What you need to do – Every line below should be repeated exactly.

Stored data entries –
--- START ---
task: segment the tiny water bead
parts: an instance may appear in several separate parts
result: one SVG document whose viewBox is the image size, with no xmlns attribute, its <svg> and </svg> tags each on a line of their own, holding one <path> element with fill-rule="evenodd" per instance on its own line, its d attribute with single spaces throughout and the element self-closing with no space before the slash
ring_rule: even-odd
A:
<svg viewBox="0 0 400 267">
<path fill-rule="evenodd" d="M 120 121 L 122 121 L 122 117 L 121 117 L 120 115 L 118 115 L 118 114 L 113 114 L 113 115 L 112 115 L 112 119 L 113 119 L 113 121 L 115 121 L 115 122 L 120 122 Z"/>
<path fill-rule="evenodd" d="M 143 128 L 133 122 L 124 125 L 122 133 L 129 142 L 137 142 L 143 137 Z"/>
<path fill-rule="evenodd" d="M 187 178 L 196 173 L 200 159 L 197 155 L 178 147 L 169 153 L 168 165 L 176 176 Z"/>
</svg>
--- END ---
Answer box –
task: segment the tiny water bead
parts: an instance may appear in several separate parts
result: one SVG document whose viewBox is the image size, with no xmlns attribute, its <svg> and </svg> tags each on a line of their own, holding one <path> element with fill-rule="evenodd" per instance on its own line, its d attribute with single spaces throughout and the element self-closing with no space before the slash
ring_rule: even-odd
A:
<svg viewBox="0 0 400 267">
<path fill-rule="evenodd" d="M 120 121 L 122 121 L 122 117 L 121 117 L 120 115 L 118 115 L 118 114 L 113 114 L 113 115 L 112 115 L 112 119 L 113 119 L 113 121 L 115 121 L 115 122 L 120 122 Z"/>
<path fill-rule="evenodd" d="M 143 128 L 133 122 L 124 125 L 122 133 L 129 142 L 137 142 L 143 137 Z"/>
<path fill-rule="evenodd" d="M 187 178 L 196 173 L 200 159 L 197 155 L 178 147 L 169 153 L 168 165 L 176 176 Z"/>
</svg>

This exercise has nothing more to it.